[EXTRACTED RECORDS]
---------------

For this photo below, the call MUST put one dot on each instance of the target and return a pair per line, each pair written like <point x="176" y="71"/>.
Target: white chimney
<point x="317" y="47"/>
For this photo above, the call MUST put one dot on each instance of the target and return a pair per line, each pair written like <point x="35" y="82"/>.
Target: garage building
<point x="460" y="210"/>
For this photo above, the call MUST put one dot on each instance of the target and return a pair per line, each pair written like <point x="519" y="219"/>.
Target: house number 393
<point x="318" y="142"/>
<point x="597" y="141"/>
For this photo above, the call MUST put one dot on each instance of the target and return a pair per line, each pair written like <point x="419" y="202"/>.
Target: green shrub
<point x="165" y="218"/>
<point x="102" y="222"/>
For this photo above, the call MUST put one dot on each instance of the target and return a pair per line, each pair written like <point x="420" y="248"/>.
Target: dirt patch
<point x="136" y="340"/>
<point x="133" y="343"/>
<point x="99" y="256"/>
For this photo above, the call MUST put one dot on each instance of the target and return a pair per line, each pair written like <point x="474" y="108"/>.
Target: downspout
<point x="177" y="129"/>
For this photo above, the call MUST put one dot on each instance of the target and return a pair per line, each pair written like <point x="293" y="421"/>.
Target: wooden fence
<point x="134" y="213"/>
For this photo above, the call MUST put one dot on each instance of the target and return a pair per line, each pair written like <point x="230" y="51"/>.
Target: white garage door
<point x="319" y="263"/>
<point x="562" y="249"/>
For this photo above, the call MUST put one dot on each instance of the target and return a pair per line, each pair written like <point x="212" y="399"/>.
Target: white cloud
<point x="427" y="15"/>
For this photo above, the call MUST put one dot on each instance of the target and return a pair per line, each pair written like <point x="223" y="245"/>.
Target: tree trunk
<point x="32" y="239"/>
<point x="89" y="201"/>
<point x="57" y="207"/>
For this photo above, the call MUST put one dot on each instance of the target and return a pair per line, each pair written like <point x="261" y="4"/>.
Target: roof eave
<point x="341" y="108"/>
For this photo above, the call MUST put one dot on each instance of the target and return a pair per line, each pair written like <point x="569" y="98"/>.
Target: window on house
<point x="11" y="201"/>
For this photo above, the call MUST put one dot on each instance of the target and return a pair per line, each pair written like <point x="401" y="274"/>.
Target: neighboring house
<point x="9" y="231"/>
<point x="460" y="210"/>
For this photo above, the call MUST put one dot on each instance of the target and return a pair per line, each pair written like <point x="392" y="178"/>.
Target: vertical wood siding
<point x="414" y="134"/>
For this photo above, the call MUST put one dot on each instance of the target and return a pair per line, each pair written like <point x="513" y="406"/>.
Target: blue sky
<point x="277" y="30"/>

---------------

[YOUR TASK] The expected output is the lines from the one holding "Target: tree trunk" through the last line of the data, exactly as they appear, with nothing before or after.

[TASK RESULT]
Target: tree trunk
<point x="32" y="239"/>
<point x="89" y="201"/>
<point x="57" y="207"/>
For this photo above, the call MUST put one dot on each instance of the target and return a pair per line, each pair written like <point x="261" y="4"/>.
Target: roof eave
<point x="341" y="108"/>
For this photo above, the call MUST put one dot on each instance of the target and return a pair per line, each pair written like <point x="569" y="98"/>.
Target: window on house
<point x="11" y="201"/>
For this photo above, the call MUST put one dot on each instance of the target and return a pair per line, each pair written like <point x="401" y="274"/>.
Target: neighboring house
<point x="9" y="231"/>
<point x="460" y="210"/>
For this photo above, the call MUST put one dot on each instance of the target and return a pair per line, each pair written like <point x="392" y="178"/>.
Target: vertical wood siding
<point x="414" y="134"/>
For this photo above, the call MUST put one dot on each instance of the target and return a pair per line, each pair written like <point x="513" y="406"/>.
Target: blue sky
<point x="277" y="30"/>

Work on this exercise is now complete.